Repeat everything from the line containing "Please drop a marker on every instance of the rock face" down to the line containing "<point>84,170</point>", requests included, and add -101 to every coordinate in the answers. Give back only those lines.

┄┄┄┄┄┄

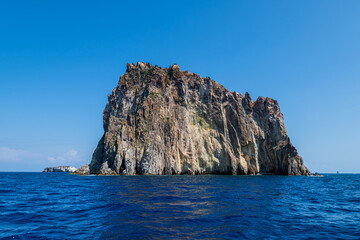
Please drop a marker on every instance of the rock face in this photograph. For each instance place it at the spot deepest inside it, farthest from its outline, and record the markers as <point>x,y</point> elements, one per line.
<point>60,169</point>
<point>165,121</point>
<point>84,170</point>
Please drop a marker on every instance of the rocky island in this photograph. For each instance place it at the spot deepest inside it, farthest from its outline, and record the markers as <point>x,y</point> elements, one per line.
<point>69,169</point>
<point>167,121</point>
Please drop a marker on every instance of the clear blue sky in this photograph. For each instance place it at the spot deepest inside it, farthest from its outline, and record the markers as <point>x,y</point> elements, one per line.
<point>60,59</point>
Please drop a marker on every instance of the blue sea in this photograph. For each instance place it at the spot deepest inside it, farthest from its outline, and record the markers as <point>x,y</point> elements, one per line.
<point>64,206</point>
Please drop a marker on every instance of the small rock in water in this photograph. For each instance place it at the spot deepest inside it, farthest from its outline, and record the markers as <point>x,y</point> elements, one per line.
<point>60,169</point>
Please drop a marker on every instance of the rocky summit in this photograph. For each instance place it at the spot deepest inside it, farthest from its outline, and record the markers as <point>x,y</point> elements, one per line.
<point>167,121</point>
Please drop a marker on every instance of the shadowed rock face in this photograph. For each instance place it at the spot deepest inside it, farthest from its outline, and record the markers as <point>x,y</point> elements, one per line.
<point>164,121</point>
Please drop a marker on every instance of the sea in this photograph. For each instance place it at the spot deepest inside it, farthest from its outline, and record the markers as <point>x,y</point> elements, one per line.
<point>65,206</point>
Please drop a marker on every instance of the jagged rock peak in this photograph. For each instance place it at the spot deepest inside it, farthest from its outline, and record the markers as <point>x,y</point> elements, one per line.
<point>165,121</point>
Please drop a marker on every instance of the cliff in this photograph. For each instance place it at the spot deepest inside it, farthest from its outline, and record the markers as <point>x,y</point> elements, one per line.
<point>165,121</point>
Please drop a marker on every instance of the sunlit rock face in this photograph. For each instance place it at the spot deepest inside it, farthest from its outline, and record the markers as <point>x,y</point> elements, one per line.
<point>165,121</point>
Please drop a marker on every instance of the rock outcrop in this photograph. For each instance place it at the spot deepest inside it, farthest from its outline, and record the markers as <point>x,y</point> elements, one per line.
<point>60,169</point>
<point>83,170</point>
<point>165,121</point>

┄┄┄┄┄┄

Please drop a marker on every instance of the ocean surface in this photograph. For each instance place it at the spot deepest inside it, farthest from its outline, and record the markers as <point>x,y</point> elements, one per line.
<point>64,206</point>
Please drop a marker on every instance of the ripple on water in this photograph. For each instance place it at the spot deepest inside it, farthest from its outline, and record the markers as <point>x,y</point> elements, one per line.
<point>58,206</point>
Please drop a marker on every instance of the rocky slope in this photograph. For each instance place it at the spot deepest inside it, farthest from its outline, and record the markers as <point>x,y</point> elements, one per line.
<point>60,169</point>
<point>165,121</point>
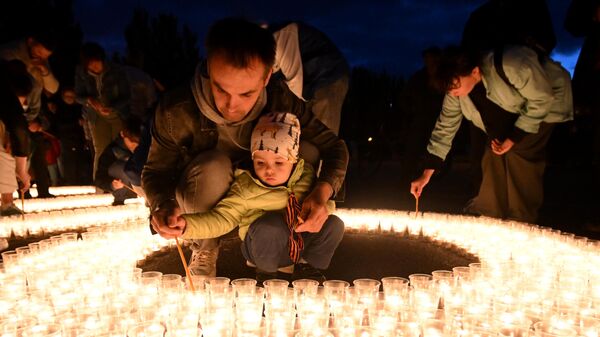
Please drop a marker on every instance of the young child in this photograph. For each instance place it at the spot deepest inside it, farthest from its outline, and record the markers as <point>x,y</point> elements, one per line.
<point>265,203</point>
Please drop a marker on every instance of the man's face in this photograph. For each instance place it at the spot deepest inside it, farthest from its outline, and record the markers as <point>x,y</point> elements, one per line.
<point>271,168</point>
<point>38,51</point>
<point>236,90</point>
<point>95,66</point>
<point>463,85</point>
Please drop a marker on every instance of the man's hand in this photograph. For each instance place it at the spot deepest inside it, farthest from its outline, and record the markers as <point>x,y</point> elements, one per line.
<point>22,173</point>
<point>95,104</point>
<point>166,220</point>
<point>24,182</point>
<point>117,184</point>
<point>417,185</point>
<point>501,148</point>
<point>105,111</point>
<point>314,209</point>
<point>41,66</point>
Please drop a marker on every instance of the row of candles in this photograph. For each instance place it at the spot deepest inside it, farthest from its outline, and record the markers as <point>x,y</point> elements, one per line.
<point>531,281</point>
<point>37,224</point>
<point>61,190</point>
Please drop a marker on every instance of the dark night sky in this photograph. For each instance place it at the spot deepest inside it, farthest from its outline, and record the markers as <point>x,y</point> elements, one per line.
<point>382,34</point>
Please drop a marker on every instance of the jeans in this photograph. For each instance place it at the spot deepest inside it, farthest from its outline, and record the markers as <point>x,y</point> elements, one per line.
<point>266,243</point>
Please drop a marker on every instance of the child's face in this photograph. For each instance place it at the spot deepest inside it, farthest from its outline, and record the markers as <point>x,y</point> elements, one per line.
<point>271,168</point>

┄┄┄┄┄┄

— Correct response —
Please drop a marker on every instance of the rock face in this photograph. For each instance place it at the spot deepest inside it, farthest from its outline, and record the markers as <point>x,y</point> elements, one per line.
<point>-41,68</point>
<point>64,20</point>
<point>-17,69</point>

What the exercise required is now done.